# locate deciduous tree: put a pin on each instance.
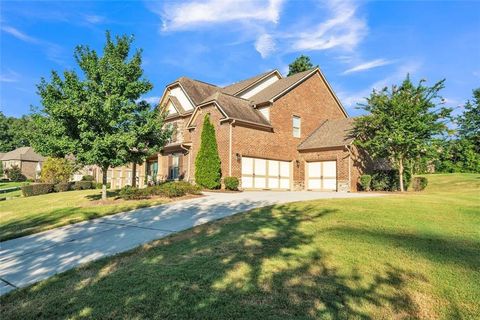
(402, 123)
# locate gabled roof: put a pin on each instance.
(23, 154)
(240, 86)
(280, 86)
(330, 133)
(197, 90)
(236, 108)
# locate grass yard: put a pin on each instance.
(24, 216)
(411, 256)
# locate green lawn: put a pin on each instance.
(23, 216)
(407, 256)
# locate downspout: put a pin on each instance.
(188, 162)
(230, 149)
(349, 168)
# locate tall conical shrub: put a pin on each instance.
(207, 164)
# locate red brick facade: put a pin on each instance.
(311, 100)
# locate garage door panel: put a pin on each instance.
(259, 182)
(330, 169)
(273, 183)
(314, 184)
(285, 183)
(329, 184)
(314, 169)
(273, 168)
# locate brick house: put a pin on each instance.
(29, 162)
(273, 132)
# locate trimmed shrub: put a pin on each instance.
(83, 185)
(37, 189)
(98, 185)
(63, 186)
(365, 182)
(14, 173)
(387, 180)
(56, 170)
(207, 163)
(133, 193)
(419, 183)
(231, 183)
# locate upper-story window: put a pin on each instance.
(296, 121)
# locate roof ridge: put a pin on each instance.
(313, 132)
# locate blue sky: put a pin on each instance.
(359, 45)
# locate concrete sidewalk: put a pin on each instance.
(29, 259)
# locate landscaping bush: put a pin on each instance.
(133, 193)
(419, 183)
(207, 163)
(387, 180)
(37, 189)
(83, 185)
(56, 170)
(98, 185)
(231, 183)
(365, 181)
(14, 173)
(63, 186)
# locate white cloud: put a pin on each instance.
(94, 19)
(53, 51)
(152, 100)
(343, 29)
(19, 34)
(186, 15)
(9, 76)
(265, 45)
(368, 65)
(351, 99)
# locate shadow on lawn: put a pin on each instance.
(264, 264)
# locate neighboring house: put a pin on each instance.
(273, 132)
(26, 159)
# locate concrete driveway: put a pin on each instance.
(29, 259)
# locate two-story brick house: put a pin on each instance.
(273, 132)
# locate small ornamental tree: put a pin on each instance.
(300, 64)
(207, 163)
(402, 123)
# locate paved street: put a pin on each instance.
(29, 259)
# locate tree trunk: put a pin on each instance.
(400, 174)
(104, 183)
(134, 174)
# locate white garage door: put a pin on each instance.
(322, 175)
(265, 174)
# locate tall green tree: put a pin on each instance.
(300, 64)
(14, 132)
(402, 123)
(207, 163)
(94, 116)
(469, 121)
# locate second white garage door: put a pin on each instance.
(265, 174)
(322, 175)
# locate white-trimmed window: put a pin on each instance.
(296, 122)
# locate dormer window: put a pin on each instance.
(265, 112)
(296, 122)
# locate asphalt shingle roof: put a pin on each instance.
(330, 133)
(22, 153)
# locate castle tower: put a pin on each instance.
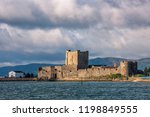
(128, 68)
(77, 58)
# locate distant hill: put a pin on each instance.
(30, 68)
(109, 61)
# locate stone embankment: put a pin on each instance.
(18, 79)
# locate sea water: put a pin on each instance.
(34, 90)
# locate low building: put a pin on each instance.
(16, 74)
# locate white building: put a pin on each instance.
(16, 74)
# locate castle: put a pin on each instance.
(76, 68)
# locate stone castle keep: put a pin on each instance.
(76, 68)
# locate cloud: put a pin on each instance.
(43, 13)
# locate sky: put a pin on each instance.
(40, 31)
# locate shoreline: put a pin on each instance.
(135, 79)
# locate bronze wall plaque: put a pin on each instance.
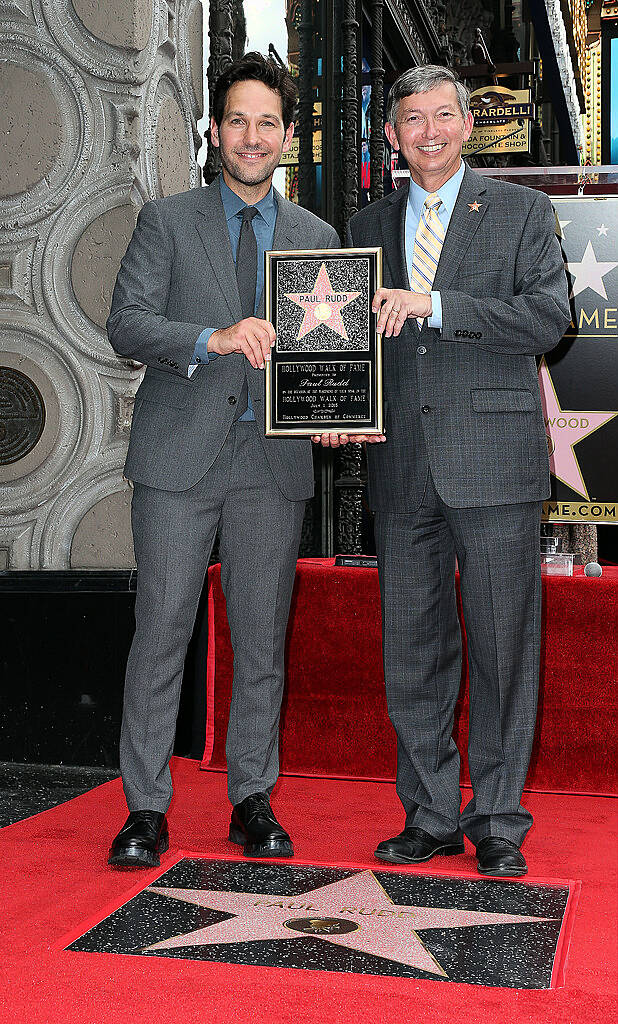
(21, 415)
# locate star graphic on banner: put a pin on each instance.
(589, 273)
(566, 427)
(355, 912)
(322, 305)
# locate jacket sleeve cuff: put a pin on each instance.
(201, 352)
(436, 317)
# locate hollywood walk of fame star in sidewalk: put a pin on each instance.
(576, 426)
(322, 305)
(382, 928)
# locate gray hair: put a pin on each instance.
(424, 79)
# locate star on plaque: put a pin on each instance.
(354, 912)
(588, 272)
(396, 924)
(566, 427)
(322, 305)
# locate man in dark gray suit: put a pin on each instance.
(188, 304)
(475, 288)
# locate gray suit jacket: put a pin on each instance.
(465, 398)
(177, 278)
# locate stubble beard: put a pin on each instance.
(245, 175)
◆ ◆ ◆ ◆ ◆
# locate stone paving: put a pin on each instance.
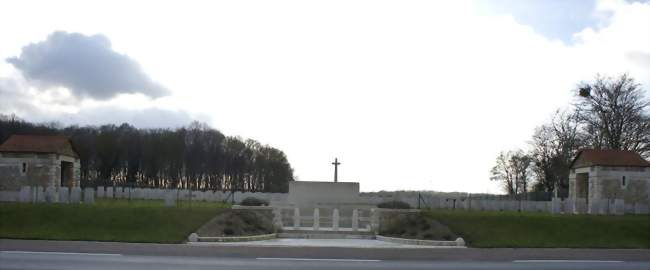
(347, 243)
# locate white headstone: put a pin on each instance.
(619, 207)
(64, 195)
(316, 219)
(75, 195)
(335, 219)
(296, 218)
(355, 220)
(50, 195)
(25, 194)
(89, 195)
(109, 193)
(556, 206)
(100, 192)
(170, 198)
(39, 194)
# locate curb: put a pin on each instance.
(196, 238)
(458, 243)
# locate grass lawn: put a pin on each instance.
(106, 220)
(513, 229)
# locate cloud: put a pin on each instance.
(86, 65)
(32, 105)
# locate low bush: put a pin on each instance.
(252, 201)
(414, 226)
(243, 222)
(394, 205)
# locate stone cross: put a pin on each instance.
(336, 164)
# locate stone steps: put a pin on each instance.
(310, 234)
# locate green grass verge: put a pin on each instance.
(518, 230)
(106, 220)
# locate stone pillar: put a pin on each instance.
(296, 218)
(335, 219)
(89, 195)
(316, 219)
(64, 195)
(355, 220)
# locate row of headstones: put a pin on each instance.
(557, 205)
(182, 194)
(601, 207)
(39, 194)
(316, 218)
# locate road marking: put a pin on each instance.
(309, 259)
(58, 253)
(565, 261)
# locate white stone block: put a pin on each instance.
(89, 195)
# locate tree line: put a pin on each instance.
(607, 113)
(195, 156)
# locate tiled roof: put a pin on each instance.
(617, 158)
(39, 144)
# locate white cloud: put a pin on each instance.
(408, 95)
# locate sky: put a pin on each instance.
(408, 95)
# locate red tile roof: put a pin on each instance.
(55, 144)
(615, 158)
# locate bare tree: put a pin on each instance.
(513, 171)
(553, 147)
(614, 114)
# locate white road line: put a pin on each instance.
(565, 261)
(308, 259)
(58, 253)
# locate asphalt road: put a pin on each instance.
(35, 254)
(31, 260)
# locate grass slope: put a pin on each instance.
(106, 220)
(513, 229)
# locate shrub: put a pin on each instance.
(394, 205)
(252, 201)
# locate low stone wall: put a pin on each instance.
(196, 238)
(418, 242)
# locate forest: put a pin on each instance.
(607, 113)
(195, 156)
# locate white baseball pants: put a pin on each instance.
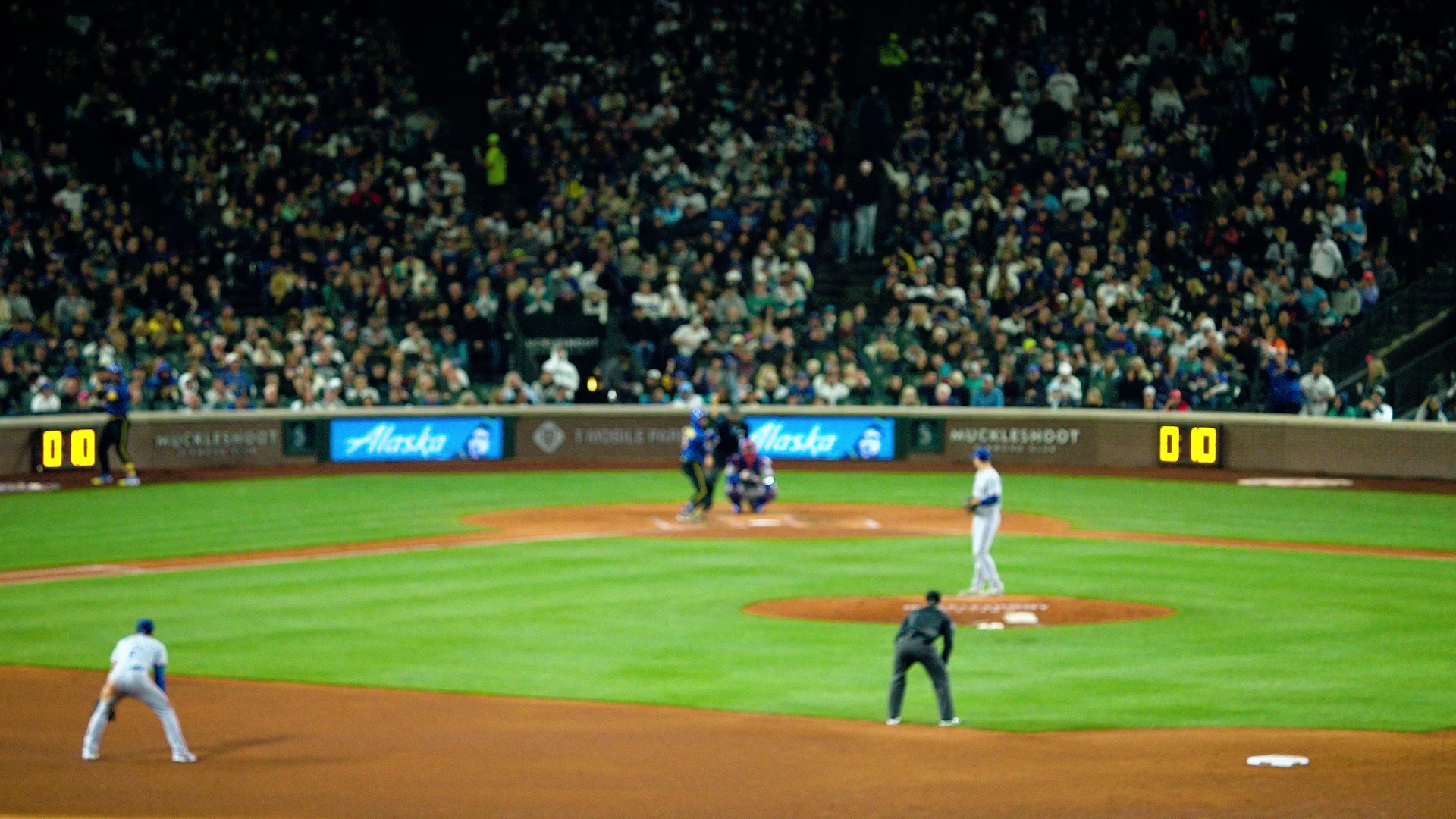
◆ ◆ ◆ ◆ ◆
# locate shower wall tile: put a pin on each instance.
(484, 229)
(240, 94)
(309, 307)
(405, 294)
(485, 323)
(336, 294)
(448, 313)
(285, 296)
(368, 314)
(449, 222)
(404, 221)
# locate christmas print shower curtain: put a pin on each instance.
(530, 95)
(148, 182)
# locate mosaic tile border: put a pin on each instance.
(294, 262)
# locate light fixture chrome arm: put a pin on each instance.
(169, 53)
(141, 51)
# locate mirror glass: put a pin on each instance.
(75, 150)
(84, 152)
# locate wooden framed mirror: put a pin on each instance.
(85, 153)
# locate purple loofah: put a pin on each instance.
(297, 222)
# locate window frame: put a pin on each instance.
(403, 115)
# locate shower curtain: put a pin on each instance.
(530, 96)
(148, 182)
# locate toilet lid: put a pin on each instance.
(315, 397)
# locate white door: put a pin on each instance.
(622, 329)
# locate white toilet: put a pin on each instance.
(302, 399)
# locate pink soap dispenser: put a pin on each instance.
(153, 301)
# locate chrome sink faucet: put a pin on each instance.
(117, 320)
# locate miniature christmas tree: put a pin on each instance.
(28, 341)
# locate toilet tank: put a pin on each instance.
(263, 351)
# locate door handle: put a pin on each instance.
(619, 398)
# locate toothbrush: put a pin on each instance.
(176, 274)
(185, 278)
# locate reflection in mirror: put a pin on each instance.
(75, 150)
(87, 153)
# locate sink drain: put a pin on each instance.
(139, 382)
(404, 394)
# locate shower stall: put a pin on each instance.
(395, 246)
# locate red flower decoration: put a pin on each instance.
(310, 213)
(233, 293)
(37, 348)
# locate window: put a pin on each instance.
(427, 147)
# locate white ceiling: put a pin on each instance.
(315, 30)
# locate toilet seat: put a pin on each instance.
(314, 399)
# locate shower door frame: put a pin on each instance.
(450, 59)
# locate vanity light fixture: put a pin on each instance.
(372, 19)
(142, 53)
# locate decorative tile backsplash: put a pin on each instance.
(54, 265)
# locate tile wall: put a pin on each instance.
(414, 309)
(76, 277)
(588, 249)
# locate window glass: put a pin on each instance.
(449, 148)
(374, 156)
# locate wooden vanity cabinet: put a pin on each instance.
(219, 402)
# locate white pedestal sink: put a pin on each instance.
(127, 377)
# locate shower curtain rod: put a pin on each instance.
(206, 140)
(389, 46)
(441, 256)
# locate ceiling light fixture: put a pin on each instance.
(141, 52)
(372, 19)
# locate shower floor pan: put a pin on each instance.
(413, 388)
◆ ◆ ◆ ◆ ◆
DO ZROBIENIA: Zbierz z zapisów powyżej każdy wiersz, w którym pojawia się słowo "roof", i przepisz te wiersze.

ODPOWIEDŹ NA ZADANIE:
# locate gabled roof: put a pin on each instance.
# locate roof ridge: put a pin on each instance.
# locate asphalt shingle roof: put a pin on each instance.
# locate tiled roof: put a pin on each instance.
# locate red tile roof: put a pin on each instance.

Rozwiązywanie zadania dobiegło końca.